*Stated goal*
Quote, without any change, the line that contains "the white embroidered" and all lines that follow it to the end of the data below.
═════ Source records
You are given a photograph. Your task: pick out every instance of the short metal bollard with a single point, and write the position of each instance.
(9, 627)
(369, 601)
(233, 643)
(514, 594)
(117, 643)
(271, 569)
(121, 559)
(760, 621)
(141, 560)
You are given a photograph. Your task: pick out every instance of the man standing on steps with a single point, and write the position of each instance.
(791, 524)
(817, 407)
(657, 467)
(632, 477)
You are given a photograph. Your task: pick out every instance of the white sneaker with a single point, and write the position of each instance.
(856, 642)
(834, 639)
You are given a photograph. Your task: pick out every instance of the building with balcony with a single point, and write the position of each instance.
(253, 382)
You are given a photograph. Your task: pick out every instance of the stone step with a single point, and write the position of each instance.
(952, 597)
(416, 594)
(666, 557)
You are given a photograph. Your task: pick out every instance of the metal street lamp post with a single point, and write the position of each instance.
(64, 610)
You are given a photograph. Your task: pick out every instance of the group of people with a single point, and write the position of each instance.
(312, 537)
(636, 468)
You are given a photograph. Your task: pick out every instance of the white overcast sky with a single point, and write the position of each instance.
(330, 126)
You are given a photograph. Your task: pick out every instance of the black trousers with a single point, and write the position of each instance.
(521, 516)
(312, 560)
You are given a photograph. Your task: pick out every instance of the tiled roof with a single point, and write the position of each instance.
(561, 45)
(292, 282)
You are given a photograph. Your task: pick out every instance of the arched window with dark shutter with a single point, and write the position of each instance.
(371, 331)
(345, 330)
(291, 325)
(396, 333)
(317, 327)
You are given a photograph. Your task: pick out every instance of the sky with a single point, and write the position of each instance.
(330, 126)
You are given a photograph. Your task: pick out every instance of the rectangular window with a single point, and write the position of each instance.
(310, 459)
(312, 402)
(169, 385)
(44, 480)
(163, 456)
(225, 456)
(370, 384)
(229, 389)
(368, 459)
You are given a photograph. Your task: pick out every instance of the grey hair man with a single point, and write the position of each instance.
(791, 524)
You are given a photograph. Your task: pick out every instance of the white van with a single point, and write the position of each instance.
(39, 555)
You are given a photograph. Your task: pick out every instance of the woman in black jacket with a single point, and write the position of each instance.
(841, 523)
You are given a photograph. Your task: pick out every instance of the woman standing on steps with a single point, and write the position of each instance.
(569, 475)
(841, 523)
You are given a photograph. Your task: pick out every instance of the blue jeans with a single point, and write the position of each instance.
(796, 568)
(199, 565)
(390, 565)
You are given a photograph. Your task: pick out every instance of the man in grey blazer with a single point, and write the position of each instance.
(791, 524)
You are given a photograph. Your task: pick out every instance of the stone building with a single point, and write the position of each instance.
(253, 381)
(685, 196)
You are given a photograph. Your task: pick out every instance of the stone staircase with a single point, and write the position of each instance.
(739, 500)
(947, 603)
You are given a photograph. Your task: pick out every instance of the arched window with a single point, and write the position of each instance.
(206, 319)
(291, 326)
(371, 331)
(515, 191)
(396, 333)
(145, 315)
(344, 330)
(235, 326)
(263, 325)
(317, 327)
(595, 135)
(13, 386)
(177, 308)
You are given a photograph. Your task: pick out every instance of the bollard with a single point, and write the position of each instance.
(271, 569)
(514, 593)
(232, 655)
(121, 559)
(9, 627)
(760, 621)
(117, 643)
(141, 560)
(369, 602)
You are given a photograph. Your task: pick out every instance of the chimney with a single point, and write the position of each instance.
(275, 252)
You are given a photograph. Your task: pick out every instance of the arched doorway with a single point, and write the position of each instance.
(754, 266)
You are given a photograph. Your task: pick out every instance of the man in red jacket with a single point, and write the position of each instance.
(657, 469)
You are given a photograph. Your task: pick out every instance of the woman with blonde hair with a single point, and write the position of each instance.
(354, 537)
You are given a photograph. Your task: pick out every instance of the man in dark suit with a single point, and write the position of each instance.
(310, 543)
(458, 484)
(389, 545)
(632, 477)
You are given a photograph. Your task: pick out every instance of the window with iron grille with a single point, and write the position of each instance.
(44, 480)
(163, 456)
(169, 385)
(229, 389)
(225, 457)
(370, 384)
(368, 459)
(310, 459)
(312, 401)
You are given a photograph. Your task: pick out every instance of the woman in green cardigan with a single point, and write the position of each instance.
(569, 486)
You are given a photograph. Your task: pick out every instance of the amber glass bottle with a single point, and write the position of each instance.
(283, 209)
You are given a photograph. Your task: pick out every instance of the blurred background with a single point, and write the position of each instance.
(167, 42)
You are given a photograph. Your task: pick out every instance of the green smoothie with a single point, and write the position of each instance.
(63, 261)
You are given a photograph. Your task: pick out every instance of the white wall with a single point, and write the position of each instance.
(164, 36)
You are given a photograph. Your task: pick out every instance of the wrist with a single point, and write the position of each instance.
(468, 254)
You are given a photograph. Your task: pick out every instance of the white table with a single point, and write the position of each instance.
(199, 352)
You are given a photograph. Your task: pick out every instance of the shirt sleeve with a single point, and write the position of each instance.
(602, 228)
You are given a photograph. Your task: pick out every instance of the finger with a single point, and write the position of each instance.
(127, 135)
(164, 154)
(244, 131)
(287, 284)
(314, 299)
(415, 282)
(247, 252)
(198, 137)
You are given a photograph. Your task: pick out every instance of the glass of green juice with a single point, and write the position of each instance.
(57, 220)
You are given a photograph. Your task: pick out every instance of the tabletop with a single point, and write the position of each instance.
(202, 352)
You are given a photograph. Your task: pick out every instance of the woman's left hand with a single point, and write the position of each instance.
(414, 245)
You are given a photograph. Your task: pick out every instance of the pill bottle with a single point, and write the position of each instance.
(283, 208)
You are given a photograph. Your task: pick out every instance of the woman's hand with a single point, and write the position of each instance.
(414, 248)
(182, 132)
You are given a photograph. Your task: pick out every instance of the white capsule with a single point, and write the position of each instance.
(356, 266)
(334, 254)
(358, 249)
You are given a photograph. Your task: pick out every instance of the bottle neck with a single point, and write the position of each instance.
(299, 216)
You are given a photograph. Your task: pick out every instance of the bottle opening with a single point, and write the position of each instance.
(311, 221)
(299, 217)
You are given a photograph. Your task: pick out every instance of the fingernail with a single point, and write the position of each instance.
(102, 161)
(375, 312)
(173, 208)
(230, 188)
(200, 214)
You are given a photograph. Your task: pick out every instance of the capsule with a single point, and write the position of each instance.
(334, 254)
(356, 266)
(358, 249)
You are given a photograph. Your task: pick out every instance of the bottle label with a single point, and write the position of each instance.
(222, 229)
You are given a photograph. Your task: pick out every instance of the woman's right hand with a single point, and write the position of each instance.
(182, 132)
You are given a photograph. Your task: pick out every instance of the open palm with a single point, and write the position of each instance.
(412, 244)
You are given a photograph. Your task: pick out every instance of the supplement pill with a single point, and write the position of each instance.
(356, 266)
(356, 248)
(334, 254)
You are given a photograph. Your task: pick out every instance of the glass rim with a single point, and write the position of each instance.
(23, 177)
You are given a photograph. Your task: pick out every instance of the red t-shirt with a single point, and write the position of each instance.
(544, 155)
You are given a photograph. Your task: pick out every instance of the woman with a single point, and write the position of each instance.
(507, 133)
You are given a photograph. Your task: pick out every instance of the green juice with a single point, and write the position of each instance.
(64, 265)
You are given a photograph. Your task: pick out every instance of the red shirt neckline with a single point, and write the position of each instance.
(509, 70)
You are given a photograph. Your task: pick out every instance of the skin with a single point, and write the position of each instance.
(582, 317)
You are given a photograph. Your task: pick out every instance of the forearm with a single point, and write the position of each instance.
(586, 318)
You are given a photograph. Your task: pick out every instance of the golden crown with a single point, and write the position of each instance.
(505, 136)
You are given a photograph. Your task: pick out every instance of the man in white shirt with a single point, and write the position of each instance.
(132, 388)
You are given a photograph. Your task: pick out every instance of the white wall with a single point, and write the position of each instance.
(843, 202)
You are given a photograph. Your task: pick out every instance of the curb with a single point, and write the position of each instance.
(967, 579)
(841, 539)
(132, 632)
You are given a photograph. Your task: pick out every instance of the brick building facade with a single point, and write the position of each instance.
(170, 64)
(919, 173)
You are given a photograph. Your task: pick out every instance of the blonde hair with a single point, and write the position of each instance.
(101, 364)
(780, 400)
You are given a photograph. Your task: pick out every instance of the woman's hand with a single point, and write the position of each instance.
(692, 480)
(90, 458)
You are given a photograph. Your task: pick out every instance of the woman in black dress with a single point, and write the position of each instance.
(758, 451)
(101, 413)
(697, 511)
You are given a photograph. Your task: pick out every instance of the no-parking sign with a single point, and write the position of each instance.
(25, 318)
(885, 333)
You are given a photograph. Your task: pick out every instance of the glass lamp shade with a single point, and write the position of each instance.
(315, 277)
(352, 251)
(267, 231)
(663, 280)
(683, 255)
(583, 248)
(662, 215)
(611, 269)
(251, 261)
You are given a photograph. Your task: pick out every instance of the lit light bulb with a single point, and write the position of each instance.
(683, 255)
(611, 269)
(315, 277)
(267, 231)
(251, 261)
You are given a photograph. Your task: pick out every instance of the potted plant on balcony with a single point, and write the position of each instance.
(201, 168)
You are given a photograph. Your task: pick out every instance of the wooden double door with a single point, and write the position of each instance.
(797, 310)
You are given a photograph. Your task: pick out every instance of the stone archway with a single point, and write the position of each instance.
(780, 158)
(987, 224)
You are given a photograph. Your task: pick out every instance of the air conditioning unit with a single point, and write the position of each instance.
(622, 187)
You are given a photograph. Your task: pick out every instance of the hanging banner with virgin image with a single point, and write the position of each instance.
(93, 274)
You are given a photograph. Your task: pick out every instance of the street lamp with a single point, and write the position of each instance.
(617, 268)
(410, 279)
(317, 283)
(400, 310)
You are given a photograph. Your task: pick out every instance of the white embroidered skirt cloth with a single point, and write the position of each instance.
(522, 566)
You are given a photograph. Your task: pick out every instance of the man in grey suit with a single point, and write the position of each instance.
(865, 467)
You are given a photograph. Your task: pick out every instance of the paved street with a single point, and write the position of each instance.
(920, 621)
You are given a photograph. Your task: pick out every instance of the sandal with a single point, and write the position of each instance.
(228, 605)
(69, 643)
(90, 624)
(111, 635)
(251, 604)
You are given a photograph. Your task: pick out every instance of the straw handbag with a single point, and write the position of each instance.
══════════
*Full answer*
You are given a photograph. Your task: pick out every instance of the white embroidered skirt cloth with a single point, and write the position of each instance.
(522, 566)
You are given a photograph. Your task: pick out every instance of the man in grey suit with a single point, and write the position of each instance.
(865, 467)
You are given a photograph. Your task: pick out every instance of the paved street with a single point, and write the position of each instance.
(920, 621)
You are given a photograph. Your task: pick out every instance of the sandal with a single point, and write the position of each instance.
(228, 605)
(69, 643)
(90, 624)
(111, 635)
(251, 604)
You are given a photograph. Your task: pick out every instance of the straw handbag with a single point, and write the position of each instance.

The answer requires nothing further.